• Action item
Extract every line of the rows below that contains the string "clicks".

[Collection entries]
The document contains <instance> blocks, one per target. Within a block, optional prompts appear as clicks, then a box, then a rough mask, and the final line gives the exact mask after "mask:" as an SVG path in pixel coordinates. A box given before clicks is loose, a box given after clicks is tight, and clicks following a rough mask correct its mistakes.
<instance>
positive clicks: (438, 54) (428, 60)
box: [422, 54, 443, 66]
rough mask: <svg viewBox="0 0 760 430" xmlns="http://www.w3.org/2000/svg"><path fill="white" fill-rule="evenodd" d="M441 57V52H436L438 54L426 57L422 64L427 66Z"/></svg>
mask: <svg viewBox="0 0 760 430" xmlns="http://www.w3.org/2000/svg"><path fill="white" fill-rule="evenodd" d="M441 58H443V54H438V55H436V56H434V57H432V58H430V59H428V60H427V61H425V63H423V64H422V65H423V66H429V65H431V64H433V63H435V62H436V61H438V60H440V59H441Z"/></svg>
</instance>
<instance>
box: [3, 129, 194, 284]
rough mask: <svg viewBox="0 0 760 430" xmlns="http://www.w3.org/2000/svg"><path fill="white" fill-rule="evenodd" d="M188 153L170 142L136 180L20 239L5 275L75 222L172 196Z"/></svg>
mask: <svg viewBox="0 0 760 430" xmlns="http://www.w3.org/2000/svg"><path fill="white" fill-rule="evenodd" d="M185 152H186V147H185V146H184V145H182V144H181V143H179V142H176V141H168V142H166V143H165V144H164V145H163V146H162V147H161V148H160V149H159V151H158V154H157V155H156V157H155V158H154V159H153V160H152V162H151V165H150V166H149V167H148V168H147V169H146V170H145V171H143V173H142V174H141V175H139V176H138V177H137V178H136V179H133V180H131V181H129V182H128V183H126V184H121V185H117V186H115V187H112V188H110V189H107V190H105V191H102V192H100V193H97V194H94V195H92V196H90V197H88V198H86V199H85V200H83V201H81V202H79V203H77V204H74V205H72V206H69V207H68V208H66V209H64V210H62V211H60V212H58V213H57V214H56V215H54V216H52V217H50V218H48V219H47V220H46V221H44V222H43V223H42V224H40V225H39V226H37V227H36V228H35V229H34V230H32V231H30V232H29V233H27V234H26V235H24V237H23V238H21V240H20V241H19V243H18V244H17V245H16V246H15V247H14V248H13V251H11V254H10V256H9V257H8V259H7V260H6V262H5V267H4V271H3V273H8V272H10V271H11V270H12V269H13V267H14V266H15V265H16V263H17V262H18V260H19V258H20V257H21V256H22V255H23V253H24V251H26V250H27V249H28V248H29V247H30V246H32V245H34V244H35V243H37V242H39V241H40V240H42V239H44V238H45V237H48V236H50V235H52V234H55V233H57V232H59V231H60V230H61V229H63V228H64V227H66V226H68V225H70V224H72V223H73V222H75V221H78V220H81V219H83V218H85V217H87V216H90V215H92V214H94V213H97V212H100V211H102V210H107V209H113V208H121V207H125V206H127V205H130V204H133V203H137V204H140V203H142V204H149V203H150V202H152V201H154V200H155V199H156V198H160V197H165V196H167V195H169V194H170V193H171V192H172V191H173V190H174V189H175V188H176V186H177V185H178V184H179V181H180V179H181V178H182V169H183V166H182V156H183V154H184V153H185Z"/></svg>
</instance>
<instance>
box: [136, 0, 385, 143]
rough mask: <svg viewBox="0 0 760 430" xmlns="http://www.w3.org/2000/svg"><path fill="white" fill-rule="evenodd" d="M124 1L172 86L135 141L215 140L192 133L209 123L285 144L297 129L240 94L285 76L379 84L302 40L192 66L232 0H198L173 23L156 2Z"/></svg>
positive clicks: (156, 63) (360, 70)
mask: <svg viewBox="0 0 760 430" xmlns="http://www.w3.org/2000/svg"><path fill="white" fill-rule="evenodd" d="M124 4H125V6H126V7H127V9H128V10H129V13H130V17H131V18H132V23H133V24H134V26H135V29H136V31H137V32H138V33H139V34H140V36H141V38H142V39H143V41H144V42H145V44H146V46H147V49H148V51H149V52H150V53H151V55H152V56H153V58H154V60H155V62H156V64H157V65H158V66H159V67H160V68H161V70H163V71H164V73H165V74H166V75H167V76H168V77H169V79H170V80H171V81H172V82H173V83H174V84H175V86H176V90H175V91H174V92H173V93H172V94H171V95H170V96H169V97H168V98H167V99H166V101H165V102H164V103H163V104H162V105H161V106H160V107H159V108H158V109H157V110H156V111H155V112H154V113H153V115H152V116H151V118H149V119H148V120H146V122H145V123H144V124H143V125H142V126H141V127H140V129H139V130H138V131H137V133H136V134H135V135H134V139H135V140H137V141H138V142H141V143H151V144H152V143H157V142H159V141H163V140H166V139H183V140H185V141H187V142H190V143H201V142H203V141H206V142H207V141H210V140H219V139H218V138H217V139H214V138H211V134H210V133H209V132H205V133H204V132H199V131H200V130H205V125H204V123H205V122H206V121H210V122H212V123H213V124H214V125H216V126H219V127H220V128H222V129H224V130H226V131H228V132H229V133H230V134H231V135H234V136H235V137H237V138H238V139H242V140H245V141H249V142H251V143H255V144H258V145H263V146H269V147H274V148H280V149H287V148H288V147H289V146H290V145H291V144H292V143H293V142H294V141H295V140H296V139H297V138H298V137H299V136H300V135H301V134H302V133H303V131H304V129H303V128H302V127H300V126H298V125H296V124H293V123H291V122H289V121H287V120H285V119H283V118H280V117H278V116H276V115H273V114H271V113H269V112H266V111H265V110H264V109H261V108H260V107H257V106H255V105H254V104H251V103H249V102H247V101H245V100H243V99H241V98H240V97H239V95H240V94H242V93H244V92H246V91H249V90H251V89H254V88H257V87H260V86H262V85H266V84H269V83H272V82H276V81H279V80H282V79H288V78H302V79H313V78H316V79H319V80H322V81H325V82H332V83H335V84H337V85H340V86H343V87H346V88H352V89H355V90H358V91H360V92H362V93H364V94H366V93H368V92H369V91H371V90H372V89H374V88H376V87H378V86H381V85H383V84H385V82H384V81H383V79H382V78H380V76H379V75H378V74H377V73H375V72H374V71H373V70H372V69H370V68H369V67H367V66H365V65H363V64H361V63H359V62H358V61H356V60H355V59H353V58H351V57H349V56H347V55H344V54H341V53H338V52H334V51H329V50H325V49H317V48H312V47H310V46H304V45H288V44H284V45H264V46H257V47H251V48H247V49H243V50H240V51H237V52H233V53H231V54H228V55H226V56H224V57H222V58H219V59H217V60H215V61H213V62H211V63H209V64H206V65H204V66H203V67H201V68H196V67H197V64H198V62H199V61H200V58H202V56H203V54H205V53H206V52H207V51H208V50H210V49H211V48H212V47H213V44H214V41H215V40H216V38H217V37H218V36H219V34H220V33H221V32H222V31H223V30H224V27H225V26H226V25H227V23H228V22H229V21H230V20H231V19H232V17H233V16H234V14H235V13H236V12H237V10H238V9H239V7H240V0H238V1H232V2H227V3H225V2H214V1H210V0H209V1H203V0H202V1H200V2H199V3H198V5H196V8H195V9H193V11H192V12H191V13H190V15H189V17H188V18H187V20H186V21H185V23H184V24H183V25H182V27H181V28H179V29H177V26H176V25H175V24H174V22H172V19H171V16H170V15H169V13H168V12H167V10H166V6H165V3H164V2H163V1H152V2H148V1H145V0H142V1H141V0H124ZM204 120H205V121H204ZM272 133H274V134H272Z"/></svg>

• Solution
The document contains <instance> blocks, one per target. Within a block, optional prompts appear as clicks, then a box, then a rough mask, and the final line gives the exact mask after "mask:" as an SVG path in pixel coordinates. A box given before clicks is loose, a box given after clicks is tight, and clicks following a rough mask correct its mistakes.
positive clicks: (438, 54) (428, 60)
positive clicks: (156, 63) (360, 70)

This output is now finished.